• Directions for this task:
Render the records as a Markdown table with the columns Row and Text, putting each non-blank line in its own numbered row. Leave the pictures out of the answer.

• Information shown:
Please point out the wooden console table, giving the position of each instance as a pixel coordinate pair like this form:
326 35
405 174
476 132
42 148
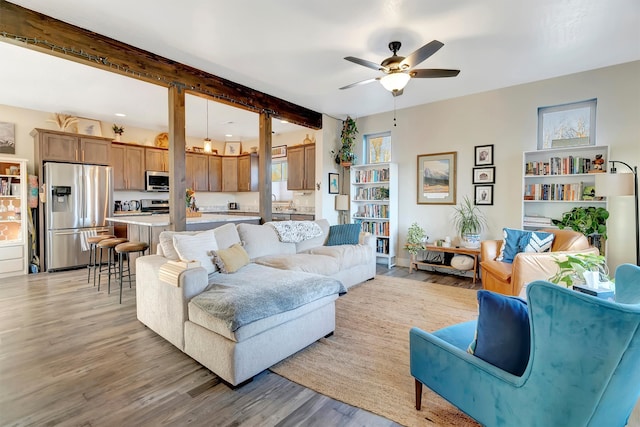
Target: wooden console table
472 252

• Complete response:
| Row | Text |
|---|---|
| 1 | Please point out the wooden console table, giving the position of each instance as a pixel coordinate pair like this form: |
| 2 | 326 35 |
| 3 | 405 174 |
| 4 | 476 132 |
| 5 | 42 148 |
| 6 | Target: wooden console table |
| 7 | 472 252 |